Task input:

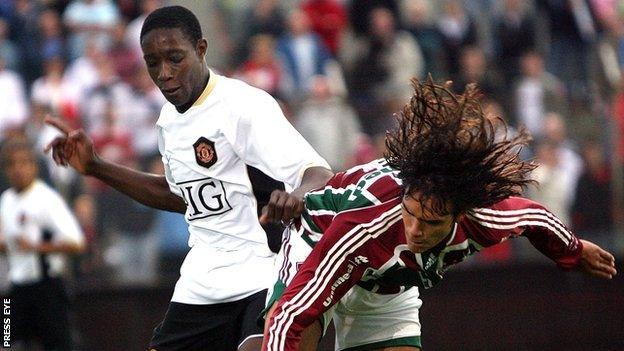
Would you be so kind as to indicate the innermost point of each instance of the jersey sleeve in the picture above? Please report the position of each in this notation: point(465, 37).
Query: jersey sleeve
point(62, 222)
point(266, 140)
point(334, 266)
point(161, 148)
point(519, 216)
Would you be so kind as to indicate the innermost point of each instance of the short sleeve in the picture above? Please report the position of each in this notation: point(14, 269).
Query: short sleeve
point(266, 140)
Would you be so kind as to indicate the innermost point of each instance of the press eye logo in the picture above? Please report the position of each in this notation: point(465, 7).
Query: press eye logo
point(6, 322)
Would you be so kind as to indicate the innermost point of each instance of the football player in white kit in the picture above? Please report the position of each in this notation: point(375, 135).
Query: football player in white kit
point(212, 127)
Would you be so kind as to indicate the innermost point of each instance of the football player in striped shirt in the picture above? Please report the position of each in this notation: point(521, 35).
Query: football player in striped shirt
point(377, 233)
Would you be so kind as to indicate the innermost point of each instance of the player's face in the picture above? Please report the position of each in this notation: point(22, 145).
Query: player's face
point(175, 65)
point(21, 169)
point(424, 228)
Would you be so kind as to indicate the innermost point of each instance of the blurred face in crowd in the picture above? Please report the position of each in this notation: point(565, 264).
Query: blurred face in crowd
point(298, 23)
point(20, 167)
point(176, 65)
point(382, 23)
point(262, 49)
point(532, 65)
point(424, 228)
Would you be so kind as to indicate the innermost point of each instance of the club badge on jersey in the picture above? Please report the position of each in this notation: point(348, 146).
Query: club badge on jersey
point(205, 152)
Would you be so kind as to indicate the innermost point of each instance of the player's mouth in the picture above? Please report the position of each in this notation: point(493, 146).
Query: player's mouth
point(170, 91)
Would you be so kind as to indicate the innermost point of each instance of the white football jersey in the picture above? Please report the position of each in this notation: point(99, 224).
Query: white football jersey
point(205, 151)
point(29, 214)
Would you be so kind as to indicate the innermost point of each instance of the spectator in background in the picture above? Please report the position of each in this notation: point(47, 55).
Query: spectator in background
point(535, 93)
point(133, 30)
point(264, 17)
point(592, 211)
point(474, 69)
point(570, 163)
point(572, 32)
point(122, 55)
point(82, 73)
point(9, 52)
point(262, 69)
point(303, 56)
point(142, 105)
point(329, 124)
point(618, 121)
point(379, 68)
point(419, 21)
point(328, 19)
point(458, 31)
point(14, 106)
point(38, 231)
point(551, 191)
point(25, 34)
point(513, 35)
point(54, 92)
point(360, 10)
point(52, 40)
point(109, 89)
point(89, 20)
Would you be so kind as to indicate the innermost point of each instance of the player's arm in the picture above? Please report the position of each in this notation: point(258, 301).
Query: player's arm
point(65, 247)
point(519, 216)
point(75, 148)
point(266, 140)
point(324, 277)
point(285, 206)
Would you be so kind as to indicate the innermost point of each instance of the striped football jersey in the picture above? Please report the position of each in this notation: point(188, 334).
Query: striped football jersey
point(354, 224)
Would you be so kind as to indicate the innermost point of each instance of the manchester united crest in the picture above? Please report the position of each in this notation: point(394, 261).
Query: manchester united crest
point(205, 152)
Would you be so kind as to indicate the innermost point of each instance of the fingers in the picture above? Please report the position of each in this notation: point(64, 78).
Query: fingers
point(606, 256)
point(281, 207)
point(58, 150)
point(58, 124)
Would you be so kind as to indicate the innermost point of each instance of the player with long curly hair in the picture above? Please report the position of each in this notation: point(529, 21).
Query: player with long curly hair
point(379, 232)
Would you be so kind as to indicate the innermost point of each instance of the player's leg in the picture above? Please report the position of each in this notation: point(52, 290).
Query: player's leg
point(310, 336)
point(53, 315)
point(370, 321)
point(250, 332)
point(198, 327)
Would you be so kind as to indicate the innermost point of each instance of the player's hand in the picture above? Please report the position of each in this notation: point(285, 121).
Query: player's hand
point(72, 148)
point(25, 245)
point(596, 261)
point(282, 207)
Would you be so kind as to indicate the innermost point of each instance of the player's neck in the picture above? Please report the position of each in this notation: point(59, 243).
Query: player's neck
point(196, 94)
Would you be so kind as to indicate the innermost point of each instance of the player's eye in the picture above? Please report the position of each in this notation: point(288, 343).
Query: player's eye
point(176, 58)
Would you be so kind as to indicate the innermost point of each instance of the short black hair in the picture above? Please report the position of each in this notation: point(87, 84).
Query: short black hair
point(173, 17)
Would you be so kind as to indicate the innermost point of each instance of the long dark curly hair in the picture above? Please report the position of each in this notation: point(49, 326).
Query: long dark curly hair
point(446, 150)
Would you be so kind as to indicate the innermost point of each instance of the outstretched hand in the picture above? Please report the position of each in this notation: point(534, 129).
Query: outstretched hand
point(282, 207)
point(596, 261)
point(73, 147)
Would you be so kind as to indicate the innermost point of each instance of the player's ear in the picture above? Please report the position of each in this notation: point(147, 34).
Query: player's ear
point(201, 47)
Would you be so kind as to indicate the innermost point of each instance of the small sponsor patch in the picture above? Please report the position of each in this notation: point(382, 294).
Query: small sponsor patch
point(205, 152)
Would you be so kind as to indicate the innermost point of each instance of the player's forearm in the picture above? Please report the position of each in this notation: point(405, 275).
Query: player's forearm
point(149, 189)
point(65, 247)
point(313, 178)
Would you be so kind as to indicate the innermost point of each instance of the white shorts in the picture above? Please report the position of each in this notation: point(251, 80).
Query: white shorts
point(362, 319)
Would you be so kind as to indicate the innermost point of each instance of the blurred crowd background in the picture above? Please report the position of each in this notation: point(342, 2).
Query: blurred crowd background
point(341, 70)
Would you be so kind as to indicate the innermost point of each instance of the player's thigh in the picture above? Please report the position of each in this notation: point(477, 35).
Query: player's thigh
point(310, 336)
point(370, 321)
point(250, 336)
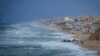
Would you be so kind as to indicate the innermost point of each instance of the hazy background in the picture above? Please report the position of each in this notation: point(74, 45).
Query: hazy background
point(15, 11)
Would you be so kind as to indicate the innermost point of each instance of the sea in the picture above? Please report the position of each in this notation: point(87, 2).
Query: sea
point(29, 39)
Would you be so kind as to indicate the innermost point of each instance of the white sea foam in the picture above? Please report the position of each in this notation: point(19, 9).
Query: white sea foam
point(24, 31)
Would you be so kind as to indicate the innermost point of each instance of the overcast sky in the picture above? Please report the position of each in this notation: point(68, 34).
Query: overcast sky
point(27, 10)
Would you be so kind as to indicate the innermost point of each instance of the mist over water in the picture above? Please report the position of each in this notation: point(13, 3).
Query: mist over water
point(30, 40)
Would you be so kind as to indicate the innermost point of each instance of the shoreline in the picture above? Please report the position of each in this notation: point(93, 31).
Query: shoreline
point(91, 45)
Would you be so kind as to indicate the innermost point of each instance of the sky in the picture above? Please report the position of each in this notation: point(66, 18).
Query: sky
point(15, 11)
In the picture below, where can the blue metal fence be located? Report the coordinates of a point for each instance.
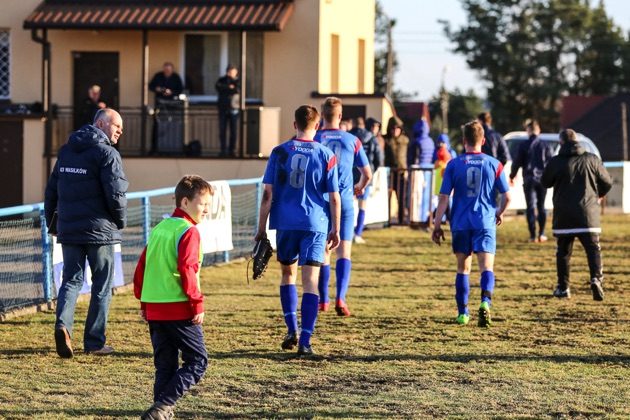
(26, 248)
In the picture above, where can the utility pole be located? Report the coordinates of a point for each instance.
(389, 90)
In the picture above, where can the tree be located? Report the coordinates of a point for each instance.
(533, 52)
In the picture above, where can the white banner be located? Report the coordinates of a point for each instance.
(377, 205)
(216, 229)
(119, 279)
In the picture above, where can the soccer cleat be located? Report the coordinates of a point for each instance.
(290, 341)
(63, 343)
(305, 350)
(342, 308)
(562, 293)
(597, 289)
(484, 315)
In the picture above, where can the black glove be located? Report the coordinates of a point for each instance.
(261, 254)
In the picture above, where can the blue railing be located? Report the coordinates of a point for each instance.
(26, 247)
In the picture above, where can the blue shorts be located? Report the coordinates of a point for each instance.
(474, 240)
(366, 193)
(303, 246)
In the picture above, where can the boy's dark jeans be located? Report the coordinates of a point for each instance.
(168, 339)
(590, 242)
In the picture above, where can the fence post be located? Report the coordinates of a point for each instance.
(46, 259)
(146, 218)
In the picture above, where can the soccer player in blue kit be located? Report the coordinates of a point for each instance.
(299, 174)
(474, 179)
(350, 153)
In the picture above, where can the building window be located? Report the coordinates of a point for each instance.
(361, 79)
(208, 55)
(5, 64)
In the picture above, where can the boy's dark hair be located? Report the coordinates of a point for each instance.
(330, 107)
(568, 135)
(189, 186)
(306, 116)
(485, 118)
(473, 133)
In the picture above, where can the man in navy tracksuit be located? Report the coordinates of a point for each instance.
(87, 189)
(533, 155)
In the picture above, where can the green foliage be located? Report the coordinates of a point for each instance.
(400, 355)
(533, 52)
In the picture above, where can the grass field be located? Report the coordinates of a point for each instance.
(399, 355)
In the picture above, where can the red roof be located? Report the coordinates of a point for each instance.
(162, 14)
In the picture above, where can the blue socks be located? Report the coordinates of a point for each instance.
(324, 279)
(309, 316)
(342, 270)
(358, 230)
(462, 288)
(288, 299)
(487, 286)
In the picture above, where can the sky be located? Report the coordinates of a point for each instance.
(424, 51)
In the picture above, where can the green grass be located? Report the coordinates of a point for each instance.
(400, 354)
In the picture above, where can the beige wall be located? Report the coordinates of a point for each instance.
(351, 20)
(26, 67)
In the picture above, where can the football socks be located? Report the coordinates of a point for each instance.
(324, 279)
(462, 289)
(309, 316)
(487, 286)
(289, 299)
(342, 270)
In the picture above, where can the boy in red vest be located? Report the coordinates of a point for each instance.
(167, 283)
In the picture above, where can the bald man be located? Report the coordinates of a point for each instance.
(87, 189)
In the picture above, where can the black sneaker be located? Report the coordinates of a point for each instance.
(305, 351)
(562, 293)
(63, 343)
(290, 341)
(597, 289)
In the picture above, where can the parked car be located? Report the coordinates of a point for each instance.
(513, 140)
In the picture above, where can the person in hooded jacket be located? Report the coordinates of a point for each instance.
(579, 182)
(87, 189)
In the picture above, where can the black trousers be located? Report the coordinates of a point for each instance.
(228, 118)
(168, 339)
(590, 242)
(535, 195)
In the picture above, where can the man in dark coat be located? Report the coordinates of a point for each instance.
(229, 106)
(87, 189)
(579, 182)
(533, 156)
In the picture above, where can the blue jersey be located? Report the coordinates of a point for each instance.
(302, 173)
(475, 178)
(349, 152)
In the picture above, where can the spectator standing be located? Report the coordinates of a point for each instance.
(420, 154)
(579, 182)
(90, 107)
(367, 135)
(532, 156)
(396, 143)
(166, 84)
(494, 145)
(87, 189)
(229, 107)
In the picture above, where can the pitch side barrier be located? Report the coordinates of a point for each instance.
(30, 259)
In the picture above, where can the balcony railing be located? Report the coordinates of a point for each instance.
(198, 124)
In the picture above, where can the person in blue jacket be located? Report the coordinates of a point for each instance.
(87, 189)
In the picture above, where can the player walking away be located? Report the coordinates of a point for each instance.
(579, 181)
(532, 156)
(474, 179)
(299, 174)
(349, 152)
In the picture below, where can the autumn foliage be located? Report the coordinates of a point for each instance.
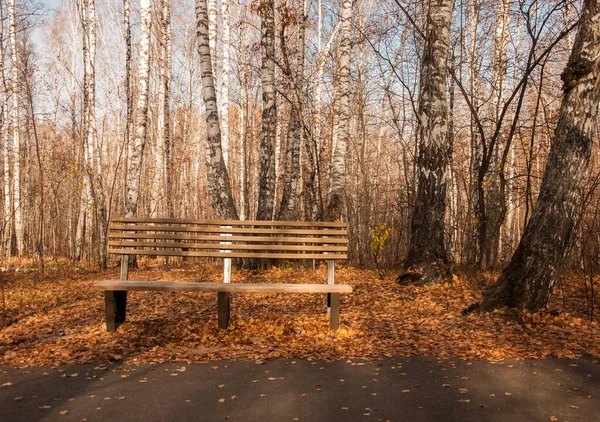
(59, 320)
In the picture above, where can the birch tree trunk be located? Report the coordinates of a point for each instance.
(8, 210)
(163, 141)
(219, 187)
(335, 196)
(266, 189)
(14, 58)
(225, 80)
(136, 150)
(93, 164)
(495, 203)
(427, 251)
(288, 208)
(529, 279)
(212, 35)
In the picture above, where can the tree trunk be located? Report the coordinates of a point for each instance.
(14, 57)
(528, 280)
(335, 197)
(496, 205)
(266, 189)
(136, 150)
(93, 164)
(225, 81)
(427, 251)
(288, 208)
(8, 210)
(162, 146)
(219, 187)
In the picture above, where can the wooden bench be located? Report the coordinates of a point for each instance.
(225, 239)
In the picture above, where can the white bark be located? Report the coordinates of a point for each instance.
(219, 187)
(162, 145)
(225, 81)
(342, 113)
(212, 35)
(136, 152)
(14, 56)
(8, 211)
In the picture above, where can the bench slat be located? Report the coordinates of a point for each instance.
(225, 230)
(218, 238)
(232, 254)
(229, 222)
(232, 246)
(176, 286)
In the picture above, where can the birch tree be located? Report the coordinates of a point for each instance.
(219, 186)
(288, 208)
(14, 58)
(225, 79)
(163, 155)
(335, 196)
(528, 280)
(91, 150)
(8, 210)
(136, 150)
(267, 178)
(427, 251)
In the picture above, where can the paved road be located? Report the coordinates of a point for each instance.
(394, 389)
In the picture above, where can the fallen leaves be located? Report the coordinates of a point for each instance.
(61, 321)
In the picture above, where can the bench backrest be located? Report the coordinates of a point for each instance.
(228, 238)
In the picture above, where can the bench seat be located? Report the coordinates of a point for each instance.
(115, 293)
(187, 286)
(226, 239)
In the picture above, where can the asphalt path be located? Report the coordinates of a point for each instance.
(393, 389)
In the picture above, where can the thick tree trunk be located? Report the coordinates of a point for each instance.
(427, 251)
(93, 165)
(136, 150)
(267, 178)
(160, 188)
(335, 197)
(225, 81)
(219, 187)
(8, 210)
(528, 280)
(496, 204)
(288, 208)
(14, 58)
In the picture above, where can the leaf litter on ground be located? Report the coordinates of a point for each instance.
(60, 320)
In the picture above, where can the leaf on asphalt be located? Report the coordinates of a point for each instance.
(418, 320)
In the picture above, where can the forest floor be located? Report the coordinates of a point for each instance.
(59, 320)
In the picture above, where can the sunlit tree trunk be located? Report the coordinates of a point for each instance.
(14, 57)
(219, 187)
(161, 187)
(225, 80)
(495, 203)
(136, 150)
(427, 251)
(8, 210)
(93, 153)
(267, 178)
(288, 208)
(529, 279)
(335, 196)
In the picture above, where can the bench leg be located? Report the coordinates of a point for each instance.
(224, 305)
(116, 308)
(334, 316)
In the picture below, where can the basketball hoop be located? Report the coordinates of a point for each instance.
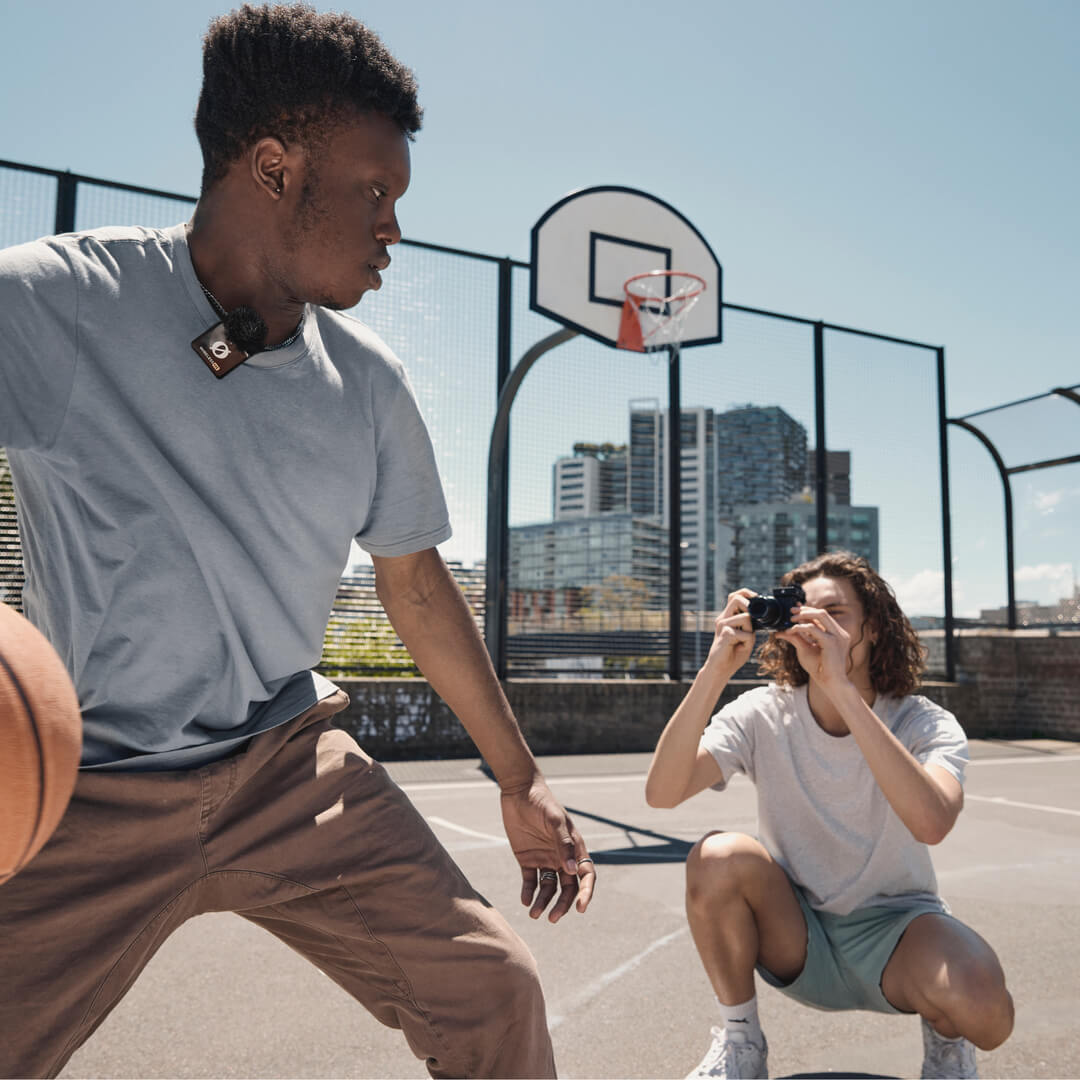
(653, 313)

Your task:
From the data above, output only the lines between the line containing "Query: press eye logo" and the line containing "notation: point(375, 135).", inclusive, exactly as written.

Written answer:
Query: press eye logo
point(6, 322)
Would you be so kind as to indicate the innermost point of each instance of the football player in white kit in the picture above? Please report the position of each in this notation: point(375, 135).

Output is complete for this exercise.